Objective => Copy out the stretch of the listing from the line that contains "Can you find the chrome" through the line that contains "pixel 364 230", including both of those lines. Reproduce those lines word for word and give nothing else.

Extracted material =>
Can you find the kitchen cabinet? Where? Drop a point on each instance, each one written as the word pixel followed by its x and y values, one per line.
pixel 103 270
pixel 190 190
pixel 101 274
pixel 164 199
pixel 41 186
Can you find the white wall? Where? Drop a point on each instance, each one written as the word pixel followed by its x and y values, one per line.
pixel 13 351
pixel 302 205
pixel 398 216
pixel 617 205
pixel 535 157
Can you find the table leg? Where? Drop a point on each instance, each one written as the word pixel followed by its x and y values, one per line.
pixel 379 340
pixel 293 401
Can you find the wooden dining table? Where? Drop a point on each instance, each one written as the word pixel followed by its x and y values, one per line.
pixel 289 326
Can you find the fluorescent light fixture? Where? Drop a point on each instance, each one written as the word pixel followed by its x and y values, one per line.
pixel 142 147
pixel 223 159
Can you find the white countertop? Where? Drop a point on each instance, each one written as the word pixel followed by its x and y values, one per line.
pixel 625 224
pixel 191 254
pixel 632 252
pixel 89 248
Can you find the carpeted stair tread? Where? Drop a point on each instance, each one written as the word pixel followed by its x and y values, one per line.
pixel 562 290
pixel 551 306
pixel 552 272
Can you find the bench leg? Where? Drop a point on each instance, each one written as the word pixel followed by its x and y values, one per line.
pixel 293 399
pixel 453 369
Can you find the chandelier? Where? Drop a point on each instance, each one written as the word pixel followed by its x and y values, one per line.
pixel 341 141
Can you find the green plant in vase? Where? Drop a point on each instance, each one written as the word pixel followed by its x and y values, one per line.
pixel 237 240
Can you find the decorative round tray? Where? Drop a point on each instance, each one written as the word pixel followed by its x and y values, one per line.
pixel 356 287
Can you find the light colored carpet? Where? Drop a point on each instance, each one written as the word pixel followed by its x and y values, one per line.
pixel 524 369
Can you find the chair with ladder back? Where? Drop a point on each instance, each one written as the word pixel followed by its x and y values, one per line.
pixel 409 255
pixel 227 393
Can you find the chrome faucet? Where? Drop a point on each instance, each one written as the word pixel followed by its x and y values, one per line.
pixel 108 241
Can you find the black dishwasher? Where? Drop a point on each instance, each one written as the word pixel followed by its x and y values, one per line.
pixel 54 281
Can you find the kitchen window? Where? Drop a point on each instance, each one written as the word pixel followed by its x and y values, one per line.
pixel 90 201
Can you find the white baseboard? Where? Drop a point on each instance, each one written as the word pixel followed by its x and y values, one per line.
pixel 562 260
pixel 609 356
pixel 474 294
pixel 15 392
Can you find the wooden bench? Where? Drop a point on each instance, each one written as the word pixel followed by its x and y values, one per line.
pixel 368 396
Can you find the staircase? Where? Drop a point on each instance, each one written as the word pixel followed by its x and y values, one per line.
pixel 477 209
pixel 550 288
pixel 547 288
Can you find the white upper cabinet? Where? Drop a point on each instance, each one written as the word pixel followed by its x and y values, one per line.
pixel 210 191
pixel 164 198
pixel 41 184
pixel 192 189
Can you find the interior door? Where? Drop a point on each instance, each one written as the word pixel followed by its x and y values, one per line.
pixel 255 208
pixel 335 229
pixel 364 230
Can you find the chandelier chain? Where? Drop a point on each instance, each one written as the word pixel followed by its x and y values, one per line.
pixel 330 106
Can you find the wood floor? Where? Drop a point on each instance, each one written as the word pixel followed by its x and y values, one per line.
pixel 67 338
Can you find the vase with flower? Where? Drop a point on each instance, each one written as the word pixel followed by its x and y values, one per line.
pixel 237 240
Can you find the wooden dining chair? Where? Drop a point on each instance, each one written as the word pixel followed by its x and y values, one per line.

Response =>
Can you find the chrome faucet? Where? Drop a point on each instance, each one written as the word pixel followed by its x and y values, one per line.
pixel 108 241
Can you find the black dishwasher? Where? Drop a point on each instance, each one written as the word pixel followed by its x and y values, one per line.
pixel 54 281
Can you find the kitchen window? Where? Drop a point on each instance, each one written as the word pixel followed by its x and y values, one per line.
pixel 90 201
Can you find the white baseboard? Where? Drop a point on each instance, each one written as the word pixel followed by its x and y values, one per line.
pixel 562 260
pixel 609 356
pixel 474 294
pixel 15 392
Can you find the wooden bench? Where? Drop a point on each instance, each one written as the word pixel followed by its x and y values, one per line.
pixel 368 396
Can you find the staircase? Where? Drop a point on each instance, each one written as the word pixel followed by its x and y values, one per line.
pixel 477 209
pixel 550 288
pixel 547 288
Can you find the white upper cabinet? Where? Drop a point on each instance, each one written as the word pixel followed by its x and y values, one per line.
pixel 210 191
pixel 164 198
pixel 41 184
pixel 192 189
Can you find the interior door? Where? Drop a point on each instance, each one written as the word pixel followed by its x and y values, one per line.
pixel 255 208
pixel 335 229
pixel 364 230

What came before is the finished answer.